**EXPLORE THE MATERIAL:**
• a. Answer from the review of the Netflix series Clickbait:
(i) Which actor stars in the series?
(ii) How many episodes does the series have?
(iii) What view count does the threat attached to the online video set?
• b. Write the next part of the review of the Netflix series Clickbait, picking up after its final sentence.
[PASSAGE FOR REVIEW — start]
Adrian Grenier stars in Netflix thriller series Clickbait, as a seemingly unassuming family man whose secrets are exposed online – with the threat of fatal consequences. Laden with twists, Katie Parker relished the show’s addictively unpredictable and insanely bingeable path to the final, refreshingly unforeseeable, truth.
There’s nothing better than a twist, and nothing rarer than a good one. With crime thrillers now perhaps one of the most popular and proliferate television genres, we’ve seen a lot of them in recent years: From The Undoing to Mare of Easttown to Behind Her Eyes to The Stranger to about 1000 similar titles, the streaming service powers-that-be have figured out that there is nothing more compelling, more addictive, more bingeable, than a show that keeps viewers guessing right to the very end. Whether that end is satisfying, or even logical however, is of course another matter.
Clickbait, the new Netflix thriller, is yet another addition to this ever growing oeuvre, and an ambitious one—fitting what may be a record number of twists into its 8 episodes, and all the while building up to one very big one indeed.
Following the family and friends of teacher Nick Brewer (former faux-celeb Adrian Grenier), Clickbait’s character’s lives are turned upside down when he abruptly disappears. It’s not long until they see him again, though, broadcast to the world in a hostage style online video in which he appears to be coerced into admitting to some awful crimes. Worst of all the video comes with a threat: if it reaches 5 million views, Nick will be goneburgers. Of course, it quickly goes viral.
[PASSAGE FOR REVIEW — finish]
[MATERIAL PROVIDED — start]
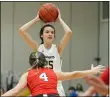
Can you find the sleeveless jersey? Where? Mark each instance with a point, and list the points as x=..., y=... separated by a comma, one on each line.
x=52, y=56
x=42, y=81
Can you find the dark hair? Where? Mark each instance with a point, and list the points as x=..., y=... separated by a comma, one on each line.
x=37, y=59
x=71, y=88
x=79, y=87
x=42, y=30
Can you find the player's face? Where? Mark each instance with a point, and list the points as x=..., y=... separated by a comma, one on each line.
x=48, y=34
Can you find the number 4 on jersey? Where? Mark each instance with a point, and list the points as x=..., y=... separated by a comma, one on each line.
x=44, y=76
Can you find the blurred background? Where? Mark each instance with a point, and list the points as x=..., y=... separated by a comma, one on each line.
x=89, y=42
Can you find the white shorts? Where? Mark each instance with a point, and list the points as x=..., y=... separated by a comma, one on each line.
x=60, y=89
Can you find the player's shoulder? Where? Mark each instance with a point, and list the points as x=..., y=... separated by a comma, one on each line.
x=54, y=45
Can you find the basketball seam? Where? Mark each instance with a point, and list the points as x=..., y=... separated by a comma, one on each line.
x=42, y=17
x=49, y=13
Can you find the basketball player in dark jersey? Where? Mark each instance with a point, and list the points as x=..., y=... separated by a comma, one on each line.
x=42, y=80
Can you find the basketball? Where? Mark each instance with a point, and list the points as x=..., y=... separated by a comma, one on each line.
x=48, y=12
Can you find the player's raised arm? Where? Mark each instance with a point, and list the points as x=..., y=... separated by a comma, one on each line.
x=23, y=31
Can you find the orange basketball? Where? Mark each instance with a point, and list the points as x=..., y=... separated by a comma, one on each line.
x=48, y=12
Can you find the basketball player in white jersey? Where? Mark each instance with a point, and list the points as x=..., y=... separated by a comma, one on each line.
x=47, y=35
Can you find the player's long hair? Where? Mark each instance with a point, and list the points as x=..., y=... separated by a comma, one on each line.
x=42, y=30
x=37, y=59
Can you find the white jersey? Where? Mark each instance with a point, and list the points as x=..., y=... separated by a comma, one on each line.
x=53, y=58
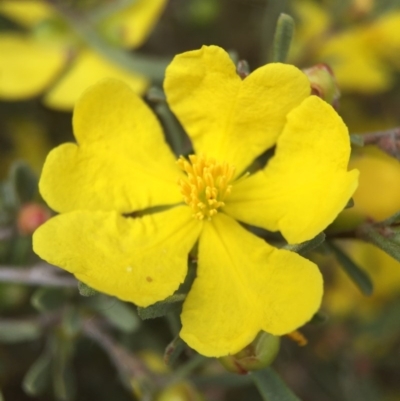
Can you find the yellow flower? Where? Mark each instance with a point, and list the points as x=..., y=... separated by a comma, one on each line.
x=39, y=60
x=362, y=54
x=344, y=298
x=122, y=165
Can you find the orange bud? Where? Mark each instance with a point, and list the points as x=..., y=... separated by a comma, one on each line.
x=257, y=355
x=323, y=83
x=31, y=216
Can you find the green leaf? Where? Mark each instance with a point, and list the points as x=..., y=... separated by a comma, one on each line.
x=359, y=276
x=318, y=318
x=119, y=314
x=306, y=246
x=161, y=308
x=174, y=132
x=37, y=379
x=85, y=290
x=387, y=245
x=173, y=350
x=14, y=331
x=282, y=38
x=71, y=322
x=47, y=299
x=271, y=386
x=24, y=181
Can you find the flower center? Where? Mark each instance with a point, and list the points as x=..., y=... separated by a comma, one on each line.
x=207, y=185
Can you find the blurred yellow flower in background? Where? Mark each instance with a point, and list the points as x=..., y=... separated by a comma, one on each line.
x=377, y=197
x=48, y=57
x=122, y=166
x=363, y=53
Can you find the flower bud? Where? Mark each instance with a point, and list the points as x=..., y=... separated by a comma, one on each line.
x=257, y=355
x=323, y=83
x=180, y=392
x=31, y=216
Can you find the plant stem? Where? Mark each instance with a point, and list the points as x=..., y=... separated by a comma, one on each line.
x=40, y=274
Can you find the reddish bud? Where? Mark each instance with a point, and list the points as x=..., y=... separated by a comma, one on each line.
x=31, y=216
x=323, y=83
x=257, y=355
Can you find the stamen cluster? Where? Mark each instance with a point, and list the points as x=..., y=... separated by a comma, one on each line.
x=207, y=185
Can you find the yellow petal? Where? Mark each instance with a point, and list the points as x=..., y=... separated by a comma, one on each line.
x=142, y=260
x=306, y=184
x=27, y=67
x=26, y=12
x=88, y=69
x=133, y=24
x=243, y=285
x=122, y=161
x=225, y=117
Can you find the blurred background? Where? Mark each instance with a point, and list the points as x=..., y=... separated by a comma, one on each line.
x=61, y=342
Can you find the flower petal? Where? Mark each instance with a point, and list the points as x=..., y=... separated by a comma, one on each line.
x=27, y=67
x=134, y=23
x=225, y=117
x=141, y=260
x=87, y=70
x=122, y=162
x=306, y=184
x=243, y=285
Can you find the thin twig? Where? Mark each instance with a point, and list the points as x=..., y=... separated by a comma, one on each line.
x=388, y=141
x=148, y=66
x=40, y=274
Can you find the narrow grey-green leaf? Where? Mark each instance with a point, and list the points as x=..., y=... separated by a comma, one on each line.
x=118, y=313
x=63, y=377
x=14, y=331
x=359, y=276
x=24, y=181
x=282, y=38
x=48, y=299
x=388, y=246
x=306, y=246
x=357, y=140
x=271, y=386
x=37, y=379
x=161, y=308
[MATERIAL PROVIDED — finish]
**EXPECTED OUTPUTS:**
• a.
(i) Adrian Grenier
(ii) 8
(iii) 5 million views

• b.
To his sister (Zoe Kazan), wife (Betty Gabriel), and teenage sons, the allegations are astounding—Brewer had, until now, been a seemingly steadfast family man. To the rest of the world, however, he’s just another abuser, righteously exposed online for actions so commonplace it’s easy to assume his guilt. So was Nick really as he seemed? Or is the court of public opinion correct?
With every episode told from the perspective of a different person in Nick’s orbit, Clickbait slyly, suspensefully, reveals its secrets—paving an addictively unpredictable and insanely bingeable path to the final, refreshingly unforeseeable, truth.
Like Black Mirror, Clickbait takes issue with the way technology twists our most human instincts into something monstrous, but, happily, it’s not nearly as cynical. Instead, Clickbait has most of its fun playing with our perceptions—is it really always naive to give someone the benefit of the doubt, or is this something we’ve unwisely internalised?
Thankfully, this is about as deep as it goes. An Aussie-American coproduction (if the anonymous American city in which it’s set looks familiar that’s because it’s actually Melbourne) Clickbait is decidedly not prestige TV, and while we all enjoyed the gritty character study that was Mare of Easttown, it’s a relief to sit down with something silly, suspenseful and not too serious.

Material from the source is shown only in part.